Lesetext
━━━━━━━━━━━━━━━━━━━━
Giftstoffe in Grundwasser und Nahrungskette
Verseuchtes Erdreich in Natzing: So geht es mit der Sanierung voran
Die letzten Reste des verseuchten Erdreichs sind aus dem Filterbecken in Natzing (Gemeinde Eggstätt) entfernt, der Neuaufbau kann beginnen. Kostenpunkt: Stolze 800.000 Euro.
Eggstätt – Die Sanierungsarbeiten nach dem Umweltschaden in Natzing gehen in die nächste Runde. Im März wurde die Drainageschicht des Retentionsfilterbeckens entfernt und das Kanalsystem ein weiteres Mal gespült. Anschließend hob eine Fachfirma weitere 30 Zentimeter tief den Untergrund des Rückhaltebeckens aus, um die letzten Reste des verseuchten Erdreichs zu entfernen.
Retentionsfilterbecken: Bauantrag ist gestellt
Nun kann mit dem Neuaufbau des Retentionsfilterbeckens begonnen werden – Arbeiten, die mit Kosten von rund 800.000 Euro veranschlagt werden. Der Bauantrag hierfür liegt bereits den Fachbehörden vor und befindet sich derzeit in der Genehmigungsphase. Der Beginn der Bauarbeiten hängt am Sanierungsfortschritt des Grundwassers. Einen Grenzwert, ab dem das möglich ist, gibt es laut Bauamtsleiter Bernd Ruth nicht. Im Sommer wollen die Gemeinde, die von der Gemeinde eingeschaltete Fachfirma und das Wasserwirtschaftsamt sich die Lage nochmal daraufhin anschauen.
Eggstätts Bürgermeister Christian Glas hat auch die finanziellen Auswirkungen der Sanierungsarbeiten im Blick: „Wir hoffen, dass wir durch die Aufklärung dieser Straftat dieses Jahr Mittel nach dem Finanzausgleichsgesetz (FAG) erhalten. Der Umweltschaden hemmt uns auf mehreren Ebenen – viele Projekte müssen auf Grund der finanziell angespannten Situation warten oder stehen gar auf dem Prüfstand.“ Die Beantragung der sogenannten FAG-Mittel durch die Gemeinde läuft derzeit.
Zivilrechtliche Klage ist auf dem Weg
Zuvor muss die Gemeinde den Verursacher allerdings noch zivilrechtlich verklagen. Sie hat ihm die bis zum Jahreswechsel 2021 angefallenen Kosten von gut einer halben Million Euro in Rechnung gestellt. Musste aber bis zur strafrechtlichen Verurteilung warten, bis die Zivilklage eingereicht werden konnte. Der Mann ist zu drei Jahren Haft verurteilt, die Vorbereitung der Zivilklage läuft.
━━━━━━━━━━━━━━━━━━━━
Daten aus einer Datensammlung:
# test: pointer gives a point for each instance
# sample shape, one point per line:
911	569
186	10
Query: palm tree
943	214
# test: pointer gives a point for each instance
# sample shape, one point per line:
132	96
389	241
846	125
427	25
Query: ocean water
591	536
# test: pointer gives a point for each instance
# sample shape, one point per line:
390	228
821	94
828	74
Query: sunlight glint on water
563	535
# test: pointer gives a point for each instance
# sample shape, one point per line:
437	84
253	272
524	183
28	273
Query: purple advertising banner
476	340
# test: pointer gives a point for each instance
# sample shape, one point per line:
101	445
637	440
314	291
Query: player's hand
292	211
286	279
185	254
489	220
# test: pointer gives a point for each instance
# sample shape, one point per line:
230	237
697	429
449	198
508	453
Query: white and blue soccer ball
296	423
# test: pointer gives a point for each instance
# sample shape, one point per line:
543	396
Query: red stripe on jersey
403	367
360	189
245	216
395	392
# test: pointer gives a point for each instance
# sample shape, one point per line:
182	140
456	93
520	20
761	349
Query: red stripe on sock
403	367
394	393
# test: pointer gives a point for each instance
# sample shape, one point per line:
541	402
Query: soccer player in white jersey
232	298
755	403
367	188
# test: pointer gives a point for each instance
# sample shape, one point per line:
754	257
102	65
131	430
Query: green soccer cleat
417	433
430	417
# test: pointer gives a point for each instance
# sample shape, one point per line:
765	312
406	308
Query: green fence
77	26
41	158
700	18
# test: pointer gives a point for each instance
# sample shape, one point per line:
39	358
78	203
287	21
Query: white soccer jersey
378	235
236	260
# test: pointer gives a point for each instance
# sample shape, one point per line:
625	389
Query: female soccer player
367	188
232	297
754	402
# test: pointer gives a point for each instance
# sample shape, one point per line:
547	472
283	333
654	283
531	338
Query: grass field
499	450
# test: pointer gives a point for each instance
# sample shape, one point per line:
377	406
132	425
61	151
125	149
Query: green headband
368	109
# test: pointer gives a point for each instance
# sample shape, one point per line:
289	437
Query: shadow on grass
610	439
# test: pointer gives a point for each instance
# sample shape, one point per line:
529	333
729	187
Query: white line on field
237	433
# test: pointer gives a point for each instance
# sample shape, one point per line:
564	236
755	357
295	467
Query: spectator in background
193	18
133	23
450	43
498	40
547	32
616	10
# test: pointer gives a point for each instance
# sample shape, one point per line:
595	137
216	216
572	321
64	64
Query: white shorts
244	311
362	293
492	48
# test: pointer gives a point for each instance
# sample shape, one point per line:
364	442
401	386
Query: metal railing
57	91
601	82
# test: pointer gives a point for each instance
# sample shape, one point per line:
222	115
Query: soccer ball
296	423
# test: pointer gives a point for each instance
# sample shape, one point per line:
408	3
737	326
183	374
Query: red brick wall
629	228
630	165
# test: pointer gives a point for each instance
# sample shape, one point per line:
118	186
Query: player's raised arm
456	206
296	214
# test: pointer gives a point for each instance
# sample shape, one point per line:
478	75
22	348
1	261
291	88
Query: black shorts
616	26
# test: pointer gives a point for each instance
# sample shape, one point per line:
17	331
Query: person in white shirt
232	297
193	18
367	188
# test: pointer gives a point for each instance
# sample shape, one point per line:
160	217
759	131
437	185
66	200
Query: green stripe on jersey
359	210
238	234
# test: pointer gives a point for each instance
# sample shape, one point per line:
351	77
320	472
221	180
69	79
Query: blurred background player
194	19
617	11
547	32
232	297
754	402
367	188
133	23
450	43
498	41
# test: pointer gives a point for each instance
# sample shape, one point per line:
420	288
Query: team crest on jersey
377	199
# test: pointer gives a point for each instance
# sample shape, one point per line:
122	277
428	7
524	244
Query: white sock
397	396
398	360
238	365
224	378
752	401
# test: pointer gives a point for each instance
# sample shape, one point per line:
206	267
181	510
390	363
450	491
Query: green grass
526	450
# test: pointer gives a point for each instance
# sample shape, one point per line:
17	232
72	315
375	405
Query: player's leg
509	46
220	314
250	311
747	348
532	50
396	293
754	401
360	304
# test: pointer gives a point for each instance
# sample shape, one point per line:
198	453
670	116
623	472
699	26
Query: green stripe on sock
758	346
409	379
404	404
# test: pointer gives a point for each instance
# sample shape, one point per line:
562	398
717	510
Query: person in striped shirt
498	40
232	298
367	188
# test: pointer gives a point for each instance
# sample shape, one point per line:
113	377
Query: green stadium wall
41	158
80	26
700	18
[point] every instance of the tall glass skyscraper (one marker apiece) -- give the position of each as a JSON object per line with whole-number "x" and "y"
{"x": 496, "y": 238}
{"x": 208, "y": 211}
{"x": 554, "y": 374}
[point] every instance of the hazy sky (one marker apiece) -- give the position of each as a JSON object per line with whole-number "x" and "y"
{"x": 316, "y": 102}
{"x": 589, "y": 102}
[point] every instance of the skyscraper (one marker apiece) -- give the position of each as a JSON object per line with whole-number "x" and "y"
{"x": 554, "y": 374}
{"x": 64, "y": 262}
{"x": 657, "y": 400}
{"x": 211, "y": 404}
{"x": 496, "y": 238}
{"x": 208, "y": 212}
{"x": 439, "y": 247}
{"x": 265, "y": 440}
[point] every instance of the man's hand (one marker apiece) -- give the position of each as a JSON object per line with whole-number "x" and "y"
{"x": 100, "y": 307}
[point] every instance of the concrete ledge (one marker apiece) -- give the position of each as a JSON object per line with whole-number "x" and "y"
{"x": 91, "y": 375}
━━━━━━━━━━━━━━━━━━━━
Arbeitsauftrag
Beantworte anhand des Lesetextes über die Sanierung in Natzing:
(a) Wie viele Zentimeter tief hob die Fachfirma den Untergrund des Rückhaltebeckens zusätzlich aus?
(b) Mit welchen Kosten wird der Neuaufbau des Retentionsfilterbeckens veranschlagt?
(c) Zu welcher Strafe wurde der Verursacher verurteilt?

Lösung
(a) Weitere 30 Zentimeter.
(b) Mit rund 800.000 Euro.
(c) Zu drei Jahren Haft.